### Text block:
In this case, researchers believe the malware was spread via pirated copies of popular software (such as the CorelDraw Graphics graphic design software for vector illustration & page layout).

When installed, Silent Fade stole Facebook credentials & cookies from various browser credential stores, including Internet Explorer, Chromium & Firefox.

Passwords

“Cookies are more valuable than passwords because they contain session tokens, which are post-authentication tokens,” observed researchers. “This use of compromised credentials runs the risk of encountering accounts that are protected with 2-factor authentication, which Silent Fade cannot bypass.”

The malware itself consists of 3 to 4 components, with the main downloader component being included in PUP bundles, researchers explained. This downloader component is either a standalone malware component or a Windows service (installed as either “Ad Service” or ‘”HNService”).

It is responsible for persistence across reboots & for dropping 32-bit & 64-bit version dynamic library links (DLLs) in Chrome’s application directory, which are usually named winhttp.dll & launch DLL hijacking attacks.

### Work to complete:
1: List every web browser that the text on the Silent Fade malware names as a source of stolen Facebook credentials and cookies.
2: Continue the text on the Silent Fade malware from its last sentence.

### Recorded information:

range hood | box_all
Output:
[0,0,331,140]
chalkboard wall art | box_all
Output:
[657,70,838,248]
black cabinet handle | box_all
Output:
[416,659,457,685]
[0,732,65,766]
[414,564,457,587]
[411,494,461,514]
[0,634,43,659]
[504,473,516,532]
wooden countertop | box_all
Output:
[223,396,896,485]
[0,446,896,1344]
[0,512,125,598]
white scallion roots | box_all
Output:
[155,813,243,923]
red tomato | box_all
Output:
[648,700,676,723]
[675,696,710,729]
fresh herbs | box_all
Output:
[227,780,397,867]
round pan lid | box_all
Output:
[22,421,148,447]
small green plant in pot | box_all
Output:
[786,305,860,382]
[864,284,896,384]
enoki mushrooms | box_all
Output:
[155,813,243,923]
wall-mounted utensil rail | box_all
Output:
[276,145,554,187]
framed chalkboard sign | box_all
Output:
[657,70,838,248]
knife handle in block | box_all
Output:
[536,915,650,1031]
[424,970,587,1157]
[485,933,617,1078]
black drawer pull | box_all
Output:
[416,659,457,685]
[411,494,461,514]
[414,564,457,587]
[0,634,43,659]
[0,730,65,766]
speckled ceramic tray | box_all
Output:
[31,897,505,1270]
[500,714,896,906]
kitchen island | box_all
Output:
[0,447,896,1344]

---

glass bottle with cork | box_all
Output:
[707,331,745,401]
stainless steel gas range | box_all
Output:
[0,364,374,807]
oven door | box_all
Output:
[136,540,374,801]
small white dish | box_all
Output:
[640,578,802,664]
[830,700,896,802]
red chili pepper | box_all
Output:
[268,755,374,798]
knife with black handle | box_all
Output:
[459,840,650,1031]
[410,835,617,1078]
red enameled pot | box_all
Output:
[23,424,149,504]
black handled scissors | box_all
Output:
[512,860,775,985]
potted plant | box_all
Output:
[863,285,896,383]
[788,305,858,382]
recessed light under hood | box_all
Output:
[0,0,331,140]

### Answers for each item:
1: Internet Explorer, Chromium, Firefox

2:
DLL Proxies

“The DLL proxies all make requests to the real winhttp.dll but makes requests to facebook.com through the Chrome process, evading dynamic behaviour-based anti-malware detection by mimicking innocuous network requests,” suggested researchers.

After stealing credentials, the malware retrieves the metadata about the Facebook account (such as payment information & the total amount previously spent on Facebook ads), using the Facebook Graph API, which is a legitimate Facebook feature allowing users to read & write data to & from the Facebook social graph.

This data is then sent back to the malware’s C2 servers (as an encrypted JSON blob through custom HTTP headers).

Persistence

Silent Fade has varying persistence & detection-evasion tactics, including code to detect virtual machines (checking the description field of all available display drivers against “Virtual” or “VM” ) & stop execution when detected.

It also disables Facebook notification alerts from compromised accounts, which could potentially alert the victim of suspicious activity.

Compromised Facebook Accounts

In a unique anti-detection tactic, the C2 server stores the data, & logs the IP address of the incoming request for the purpose of geolocation.

“This was crucial as the attackers intentionally used the stolen credentials from the same or a nearby city to the infected machine to appear as though the original account owner has travelled within their city,” commented researchers.

Credentials

While users’ Facebook credentials are valuable, users with credit cards linked accounts (for business accounts, for instance) also gave cyber-criminals the ability to use those payment cards to promote malicious ads on Facebook.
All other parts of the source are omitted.